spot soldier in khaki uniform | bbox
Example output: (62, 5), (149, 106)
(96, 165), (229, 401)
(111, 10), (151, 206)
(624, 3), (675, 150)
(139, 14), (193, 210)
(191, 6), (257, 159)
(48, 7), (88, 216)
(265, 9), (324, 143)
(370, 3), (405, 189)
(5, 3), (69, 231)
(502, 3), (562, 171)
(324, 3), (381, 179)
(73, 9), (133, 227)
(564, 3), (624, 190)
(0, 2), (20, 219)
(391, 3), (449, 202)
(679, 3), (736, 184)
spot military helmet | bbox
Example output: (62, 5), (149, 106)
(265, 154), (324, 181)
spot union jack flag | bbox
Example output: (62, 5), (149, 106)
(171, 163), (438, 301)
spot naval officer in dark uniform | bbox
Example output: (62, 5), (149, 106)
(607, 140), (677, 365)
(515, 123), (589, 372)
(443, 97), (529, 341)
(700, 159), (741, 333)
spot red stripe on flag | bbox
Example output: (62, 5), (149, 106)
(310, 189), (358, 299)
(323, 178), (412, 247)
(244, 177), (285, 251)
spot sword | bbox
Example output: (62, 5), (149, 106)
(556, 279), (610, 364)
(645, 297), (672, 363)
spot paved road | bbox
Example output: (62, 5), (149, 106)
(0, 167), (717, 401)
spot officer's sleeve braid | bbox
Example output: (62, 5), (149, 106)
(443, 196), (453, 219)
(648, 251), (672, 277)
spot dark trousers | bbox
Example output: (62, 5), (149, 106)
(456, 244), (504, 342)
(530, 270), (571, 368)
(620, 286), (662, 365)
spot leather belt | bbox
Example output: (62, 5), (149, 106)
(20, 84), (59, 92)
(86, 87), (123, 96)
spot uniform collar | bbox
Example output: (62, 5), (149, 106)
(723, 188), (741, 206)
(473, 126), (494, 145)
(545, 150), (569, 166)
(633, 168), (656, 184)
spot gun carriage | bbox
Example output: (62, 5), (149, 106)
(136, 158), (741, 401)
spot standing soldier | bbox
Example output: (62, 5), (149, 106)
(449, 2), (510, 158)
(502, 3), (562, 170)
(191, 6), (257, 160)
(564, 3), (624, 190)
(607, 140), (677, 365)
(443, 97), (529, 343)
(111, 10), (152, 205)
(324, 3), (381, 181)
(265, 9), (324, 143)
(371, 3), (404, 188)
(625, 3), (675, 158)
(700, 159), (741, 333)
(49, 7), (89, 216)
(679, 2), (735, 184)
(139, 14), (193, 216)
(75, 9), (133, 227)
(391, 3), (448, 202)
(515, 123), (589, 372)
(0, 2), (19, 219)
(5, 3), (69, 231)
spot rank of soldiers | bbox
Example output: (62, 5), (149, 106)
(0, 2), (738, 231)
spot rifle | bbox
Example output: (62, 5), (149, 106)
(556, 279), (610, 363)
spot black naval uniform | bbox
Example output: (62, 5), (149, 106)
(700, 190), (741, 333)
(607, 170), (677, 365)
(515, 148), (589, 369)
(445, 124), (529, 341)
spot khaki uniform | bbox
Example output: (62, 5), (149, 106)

What to produce.
Edit the material above by changing every "Example output" to "Sample output". Leave everything else as it is.

Written reply.
spot soldier in khaki uniform | bbox
Sample output: (62, 5), (149, 106)
(96, 165), (229, 401)
(111, 10), (151, 206)
(624, 3), (675, 150)
(139, 14), (193, 210)
(191, 6), (257, 159)
(48, 7), (88, 216)
(265, 9), (324, 143)
(370, 3), (405, 189)
(5, 3), (69, 231)
(502, 3), (562, 171)
(324, 3), (381, 179)
(73, 9), (133, 227)
(564, 3), (624, 190)
(0, 2), (20, 219)
(391, 3), (449, 202)
(679, 3), (736, 184)
spot military helmet | bbox
Sample output: (62, 5), (149, 106)
(265, 154), (324, 181)
spot union jack flag | bbox
Sample output: (62, 5), (149, 106)
(171, 163), (438, 301)
spot naval officer in dark uniform | bbox
Sample output: (62, 5), (149, 106)
(607, 140), (677, 365)
(515, 123), (589, 372)
(443, 97), (529, 341)
(700, 159), (741, 333)
spot red stripe on flag | bbox
Sample output: (62, 5), (149, 106)
(310, 189), (358, 299)
(323, 178), (412, 247)
(244, 177), (285, 251)
spot sword | bbox
Sample output: (62, 5), (149, 106)
(556, 279), (610, 364)
(645, 297), (672, 363)
spot paved road | bbox
Sample output: (62, 5), (149, 106)
(0, 167), (717, 401)
spot officer's sleeve braid | bbox
Sample output: (62, 5), (149, 106)
(443, 196), (453, 219)
(648, 251), (672, 277)
spot dark trousers | bbox
Sample output: (62, 5), (149, 106)
(456, 244), (504, 342)
(530, 270), (571, 368)
(620, 286), (662, 365)
spot leather belt | bbox
Sample output: (62, 5), (149, 106)
(20, 84), (59, 92)
(86, 87), (123, 96)
spot uniform collar | bbox
Sample output: (62, 5), (149, 106)
(723, 188), (741, 206)
(473, 126), (494, 145)
(545, 150), (569, 166)
(633, 168), (656, 184)
spot gun carriage | bbox
Sample output: (62, 5), (149, 106)
(136, 158), (741, 401)
spot standing soldier | bbox
Sample output: (62, 5), (149, 106)
(449, 2), (510, 158)
(502, 3), (562, 170)
(191, 6), (257, 160)
(564, 3), (624, 190)
(607, 140), (677, 365)
(443, 97), (529, 343)
(111, 10), (152, 205)
(324, 3), (381, 181)
(265, 9), (324, 143)
(371, 3), (404, 188)
(625, 3), (675, 158)
(700, 159), (741, 333)
(49, 7), (89, 216)
(679, 2), (735, 184)
(139, 14), (193, 216)
(75, 9), (133, 227)
(391, 3), (448, 202)
(515, 123), (589, 372)
(0, 2), (19, 219)
(5, 3), (69, 231)
spot rank of soldiers | bbox
Sample output: (62, 5), (149, 106)
(0, 2), (738, 231)
spot rifle | bbox
Sample output: (62, 5), (149, 106)
(556, 279), (610, 363)
spot black naval uniform | bbox
Sample output: (62, 5), (149, 106)
(700, 190), (741, 333)
(607, 170), (677, 365)
(515, 148), (589, 369)
(445, 124), (529, 341)
spot khaki uniform | bbox
Sample output: (62, 5), (149, 106)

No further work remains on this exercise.